━━ ENTRIES SUPPLIED
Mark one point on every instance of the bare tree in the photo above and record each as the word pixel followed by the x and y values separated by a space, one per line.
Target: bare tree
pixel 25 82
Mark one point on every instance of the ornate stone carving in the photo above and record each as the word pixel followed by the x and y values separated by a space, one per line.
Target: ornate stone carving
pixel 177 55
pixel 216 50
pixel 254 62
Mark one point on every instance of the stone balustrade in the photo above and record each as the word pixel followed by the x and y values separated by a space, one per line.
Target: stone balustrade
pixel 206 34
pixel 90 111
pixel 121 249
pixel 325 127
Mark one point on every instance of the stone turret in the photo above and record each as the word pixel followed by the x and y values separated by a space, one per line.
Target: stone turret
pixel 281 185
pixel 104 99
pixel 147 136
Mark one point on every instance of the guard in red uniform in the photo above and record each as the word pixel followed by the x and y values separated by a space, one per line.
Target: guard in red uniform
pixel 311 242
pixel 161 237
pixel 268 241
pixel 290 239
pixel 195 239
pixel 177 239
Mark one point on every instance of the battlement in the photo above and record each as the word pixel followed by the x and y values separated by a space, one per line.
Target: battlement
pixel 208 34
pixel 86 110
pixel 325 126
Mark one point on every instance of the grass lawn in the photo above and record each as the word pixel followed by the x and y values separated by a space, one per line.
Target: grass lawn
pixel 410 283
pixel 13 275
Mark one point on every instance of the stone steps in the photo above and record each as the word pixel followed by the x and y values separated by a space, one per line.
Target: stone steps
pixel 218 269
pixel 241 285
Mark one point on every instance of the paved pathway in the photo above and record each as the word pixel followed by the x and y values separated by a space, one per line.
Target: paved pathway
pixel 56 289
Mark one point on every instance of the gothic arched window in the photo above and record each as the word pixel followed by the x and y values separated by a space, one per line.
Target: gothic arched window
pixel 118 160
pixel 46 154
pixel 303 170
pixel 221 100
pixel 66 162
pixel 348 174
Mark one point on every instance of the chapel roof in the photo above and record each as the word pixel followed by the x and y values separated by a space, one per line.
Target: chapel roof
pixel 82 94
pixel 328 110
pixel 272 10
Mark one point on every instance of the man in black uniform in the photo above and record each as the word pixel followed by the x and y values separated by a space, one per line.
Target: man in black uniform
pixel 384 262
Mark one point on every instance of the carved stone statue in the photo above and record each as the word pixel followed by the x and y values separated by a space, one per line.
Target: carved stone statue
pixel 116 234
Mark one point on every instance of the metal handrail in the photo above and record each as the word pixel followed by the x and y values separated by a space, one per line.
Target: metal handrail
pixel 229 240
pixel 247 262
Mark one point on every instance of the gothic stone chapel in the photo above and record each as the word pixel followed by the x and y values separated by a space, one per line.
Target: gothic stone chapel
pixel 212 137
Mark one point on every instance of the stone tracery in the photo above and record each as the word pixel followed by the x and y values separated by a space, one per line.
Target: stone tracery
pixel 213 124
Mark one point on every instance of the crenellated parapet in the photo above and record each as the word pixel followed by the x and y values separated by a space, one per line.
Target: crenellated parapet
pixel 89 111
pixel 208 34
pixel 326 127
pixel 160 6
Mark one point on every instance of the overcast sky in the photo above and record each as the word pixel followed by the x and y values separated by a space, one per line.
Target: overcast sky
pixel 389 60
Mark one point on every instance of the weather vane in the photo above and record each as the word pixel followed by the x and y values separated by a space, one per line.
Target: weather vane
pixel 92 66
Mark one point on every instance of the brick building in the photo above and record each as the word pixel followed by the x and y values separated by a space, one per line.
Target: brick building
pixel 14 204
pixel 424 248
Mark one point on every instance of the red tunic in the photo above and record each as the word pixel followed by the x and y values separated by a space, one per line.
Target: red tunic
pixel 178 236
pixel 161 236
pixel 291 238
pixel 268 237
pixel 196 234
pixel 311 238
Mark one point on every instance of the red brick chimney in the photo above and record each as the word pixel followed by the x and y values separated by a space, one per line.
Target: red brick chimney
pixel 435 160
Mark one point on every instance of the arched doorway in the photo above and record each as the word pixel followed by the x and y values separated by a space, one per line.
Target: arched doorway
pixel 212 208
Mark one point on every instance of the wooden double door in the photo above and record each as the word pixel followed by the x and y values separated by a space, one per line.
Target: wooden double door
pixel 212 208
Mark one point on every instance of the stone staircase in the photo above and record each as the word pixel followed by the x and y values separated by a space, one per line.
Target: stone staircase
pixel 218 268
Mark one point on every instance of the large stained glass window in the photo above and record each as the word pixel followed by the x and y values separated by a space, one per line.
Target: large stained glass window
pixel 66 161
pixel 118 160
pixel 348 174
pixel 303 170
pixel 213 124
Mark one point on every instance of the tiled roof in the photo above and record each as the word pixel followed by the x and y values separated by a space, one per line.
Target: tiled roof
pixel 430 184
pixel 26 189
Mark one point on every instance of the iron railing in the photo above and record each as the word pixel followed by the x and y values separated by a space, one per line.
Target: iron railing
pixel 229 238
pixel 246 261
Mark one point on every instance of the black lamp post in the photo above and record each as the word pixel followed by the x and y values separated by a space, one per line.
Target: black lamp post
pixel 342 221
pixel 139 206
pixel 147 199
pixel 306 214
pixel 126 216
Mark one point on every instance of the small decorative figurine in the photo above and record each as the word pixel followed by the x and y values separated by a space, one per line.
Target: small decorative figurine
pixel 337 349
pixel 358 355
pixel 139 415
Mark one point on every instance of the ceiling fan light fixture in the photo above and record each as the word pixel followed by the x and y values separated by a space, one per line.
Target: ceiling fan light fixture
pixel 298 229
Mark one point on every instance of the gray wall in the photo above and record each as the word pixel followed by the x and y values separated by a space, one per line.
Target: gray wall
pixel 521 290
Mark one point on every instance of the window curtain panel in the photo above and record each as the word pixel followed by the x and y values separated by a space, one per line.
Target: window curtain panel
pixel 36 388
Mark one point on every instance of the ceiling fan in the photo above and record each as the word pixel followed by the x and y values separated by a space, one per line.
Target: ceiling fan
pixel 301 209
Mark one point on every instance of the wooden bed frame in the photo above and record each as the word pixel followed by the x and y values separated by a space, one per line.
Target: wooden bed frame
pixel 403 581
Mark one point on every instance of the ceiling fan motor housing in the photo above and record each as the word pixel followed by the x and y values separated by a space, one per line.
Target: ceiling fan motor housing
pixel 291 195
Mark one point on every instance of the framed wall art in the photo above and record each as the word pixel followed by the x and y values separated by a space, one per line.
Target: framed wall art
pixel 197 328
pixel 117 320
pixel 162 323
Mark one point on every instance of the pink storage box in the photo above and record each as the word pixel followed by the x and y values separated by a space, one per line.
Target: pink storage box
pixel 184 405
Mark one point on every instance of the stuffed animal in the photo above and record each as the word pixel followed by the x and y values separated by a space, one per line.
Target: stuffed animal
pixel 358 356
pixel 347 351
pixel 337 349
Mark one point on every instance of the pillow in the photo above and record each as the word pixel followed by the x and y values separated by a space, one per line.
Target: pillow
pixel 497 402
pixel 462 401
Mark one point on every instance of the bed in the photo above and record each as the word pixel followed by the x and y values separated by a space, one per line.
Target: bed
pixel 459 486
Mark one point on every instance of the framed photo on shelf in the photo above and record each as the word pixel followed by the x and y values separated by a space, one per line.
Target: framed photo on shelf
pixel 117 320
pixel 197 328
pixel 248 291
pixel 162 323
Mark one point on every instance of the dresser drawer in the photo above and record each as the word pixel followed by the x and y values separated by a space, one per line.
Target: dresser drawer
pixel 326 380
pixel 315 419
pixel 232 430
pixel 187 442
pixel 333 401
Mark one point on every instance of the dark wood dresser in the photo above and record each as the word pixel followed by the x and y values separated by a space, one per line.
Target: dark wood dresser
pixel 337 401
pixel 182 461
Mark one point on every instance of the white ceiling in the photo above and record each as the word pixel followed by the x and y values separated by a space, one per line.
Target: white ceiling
━━━━
▶ _REQUIREMENT_
Output the records exactly.

▶ _SOLVED PROBLEM_
Mark one point on every instance of the bare tree in the photo above and record each as the word pixel followed by the x and y values separated by a space, one per line.
Target: bare tree
pixel 25 82
Mark one point on every instance of the ornate stone carving in the photo above and record each as the word pixel followed by the x and y values separated by a space, one per line.
Target: ornate stone carving
pixel 177 55
pixel 216 50
pixel 254 62
Mark one point on every instance of the stone balustrade in the photo above and record each as the word pixel followed by the x and y values separated by a space, one per line.
Target: stone balustrade
pixel 206 34
pixel 90 111
pixel 121 249
pixel 325 127
Mark one point on every instance of the stone turret in the photo above and record each as the word pixel followed by the x and y values separated by a space, one per line.
Target: stone turret
pixel 281 185
pixel 104 99
pixel 147 136
Mark one point on every instance of the guard in red uniform in the photo above and record each as the word pixel followed by the x and y values separated by a space, one per line.
Target: guard in red uniform
pixel 311 242
pixel 161 237
pixel 268 241
pixel 290 239
pixel 195 239
pixel 177 239
Mark one point on every instance of the battlement in the photo above and record each as the word pixel followed by the x and y values separated by a space, one per line.
Target: battlement
pixel 208 34
pixel 86 110
pixel 325 126
Mark one point on every instance of the grass lawn in the photo above and record each as the word pixel followed by the x and y values separated by a space, one per line.
Target: grass lawn
pixel 410 283
pixel 13 275
Mark one point on every instance of the stone steps in the photo above and record each as the word pixel followed by the x and y values separated by a space, one per line.
Target: stone steps
pixel 218 269
pixel 241 285
Mark one point on every instance of the paved pathway in the photo above and record each as the word pixel followed by the x and y values separated by a space, one per line.
Target: paved pathway
pixel 56 289
Mark one point on every instance of the gothic arched window in the photo above and record each as the word pixel followed by the x and y values separated by a space, one per line.
Target: gothic arched window
pixel 118 160
pixel 46 154
pixel 303 170
pixel 221 100
pixel 66 162
pixel 348 174
Mark one point on every instance of the chapel roof in the photo above and record each as the word pixel followed by the x and y values separated by a space, one per line.
Target: chapel roof
pixel 82 94
pixel 328 110
pixel 272 10
Mark one point on every instance of the man in black uniform in the photo above and record each as the word pixel followed by the x and y values separated by a space, one per line.
Target: man in black uniform
pixel 384 262
Mark one point on every instance of the carved stone statue in the photo above and record each as the word pixel followed by the x and y values separated by a space, one per line.
Target: carved stone statue
pixel 116 234
Mark one point on every instance of the metal handrail in the photo above and record each as the word pixel followed by the x and y values separated by a space, one per line.
Target: metal handrail
pixel 229 240
pixel 247 262
Mark one point on every instance of the gothic stone chapel in the photo above and record each as the word pixel followed by the x and y values separated by a space, one per line.
Target: gothic stone chapel
pixel 212 137
Mark one point on every instance of the stone tracery in the photo above and record each as the word pixel followed by the x and y values separated by a space, one per line.
Target: stone tracery
pixel 213 124
Mark one point on every instance of the crenellated parapet in the photo above and record each as the word pixel followed by the x and y values separated by a space, one per line.
Target: crenellated parapet
pixel 89 111
pixel 208 34
pixel 326 127
pixel 160 6
Mark one point on every instance of the overcast sky in the photo above and record each as the word pixel followed by the x and y values separated by a space, one per line.
Target: overcast sky
pixel 389 60
Mark one point on every instance of the weather vane in the photo above and record each as the word pixel followed by the x and y values separated by a space, one per line.
Target: weather vane
pixel 92 66
Mark one point on every instance of the brick building in the photo above and record each as the word pixel followed by the x and y values separated by a space, one per line.
Target: brick building
pixel 14 204
pixel 424 248
Mark one point on every instance of the red tunic in the photo above and record each as the word pixel followed by the x and y values separated by a space, one per line.
Target: red tunic
pixel 178 236
pixel 161 236
pixel 291 238
pixel 268 237
pixel 196 234
pixel 311 238
Mark one point on every instance of the red brick chimney in the photo above and record each as the word pixel followed by the x and y values separated by a space, one per line.
Target: red brick chimney
pixel 435 160
Mark one point on every instance of the arched doorway in the photo above and record each as the word pixel followed by the x and y values separated by a space, one per line.
Target: arched doorway
pixel 212 208
Mark one point on every instance of the wooden double door in the photo above and record each as the word pixel followed by the x and y values separated by a space, one per line.
Target: wooden double door
pixel 212 208
Mark one point on every instance of the stone staircase in the photo above and record each as the word pixel followed by the x and y values separated by a space, one per line.
Target: stone staircase
pixel 218 268
Mark one point on every instance of the large stained glass window in the photo above and record each as the word pixel followed by the x and y values separated by a space, one per line.
Target: large stained glass window
pixel 66 161
pixel 118 160
pixel 348 174
pixel 303 170
pixel 213 124
Mark one point on every instance of the tiled roof in the photo above and record each as the word pixel followed by the x and y values separated by a space, one per line.
Target: tiled roof
pixel 430 184
pixel 26 189
Mark one point on every instance of the iron railing in the photo above and record each as the word pixel followed by the x and y values separated by a space, one per line.
Target: iron railing
pixel 229 238
pixel 246 261
Mark one point on every instance of the black lamp post in the photo above and record each as the word pixel followed by the x and y values separated by a space, one per line.
Target: black lamp post
pixel 342 221
pixel 139 206
pixel 147 199
pixel 306 214
pixel 126 216
Mark one point on every instance of the small decorative figurine in the photo above and record each as the word pixel followed by the x and y values separated by a space, one per line.
Target: small decorative figurine
pixel 337 349
pixel 358 355
pixel 139 415
Mark one point on every instance of the ceiling fan light fixture in the photo above and record each as the word pixel followed by the x and y values separated by a space, one per line.
Target: ceiling fan light fixture
pixel 298 229
Mark one point on every instance of the gray wall in the photo above and record each as the word pixel followed by the x and y values separated by a space, one per line.
Target: gray wall
pixel 521 290
Mark one point on every instance of the window curtain panel in the photo above and record each as the word pixel followed by the x and y values separated by a space, one per line.
Target: window curtain panel
pixel 36 388
Mark one point on every instance of the ceiling fan in the photo above and record each as the word pixel followed by the x and y values separated by a space, one per line.
Target: ceiling fan
pixel 301 209
Mark one point on every instance of the wooden bed frame in the photo above and record each as the word pixel followed by the x and y values separated by a space, one per line.
Target: wooden bed frame
pixel 403 581
Mark one point on every instance of the ceiling fan motor housing in the photo above and record each as the word pixel followed by the x and y values separated by a space, one per line.
Target: ceiling fan motor housing
pixel 291 195
Mark one point on every instance of the framed wall art in the photo above and record each as the word pixel followed by the x and y values separated by a space, one per line.
Target: framed wall art
pixel 197 328
pixel 117 320
pixel 162 323
Mark one point on every instance of the pink storage box in the photo above and record each as the word pixel followed by the x and y values separated by a space, one per line.
Target: pink storage box
pixel 184 405
Mark one point on every instance of the stuffed animal in the photo above and record each as the word pixel followed by the x and y values separated by a space, one per line.
Target: stuffed animal
pixel 358 356
pixel 347 351
pixel 337 349
Mark one point on every instance of the pillow in the photo above and record each as the word pixel followed by the x and y values separated by a space, one per line.
Target: pillow
pixel 497 402
pixel 462 401
Mark one point on every instance of the bed in the photo above and record each as the word pixel followed by the x and y values separated by a space, one per line.
Target: bed
pixel 459 486
Mark one point on every instance of the framed photo on shelf in the photo above and record each as the word pixel followed by the x and y values separated by a space, one per line.
Target: framed photo on shelf
pixel 117 320
pixel 197 328
pixel 248 291
pixel 162 323
Mark one point on every instance of the dresser drawer in the photo above and record each as the word pixel followed by the x and y values separated by a space, one per line.
Target: dresser drawer
pixel 326 380
pixel 315 419
pixel 232 430
pixel 187 442
pixel 333 401
Mark one point on every instance of the dark wood dresser in the photo above and record each as the word pixel followed by the x and y values separated by a space, one per line.
Target: dark wood dresser
pixel 337 401
pixel 182 461
Mark one point on every instance of the white ceiling in the photo above and record each as the word pixel followed by the x and y values separated by a space, one per line.
Target: white ceiling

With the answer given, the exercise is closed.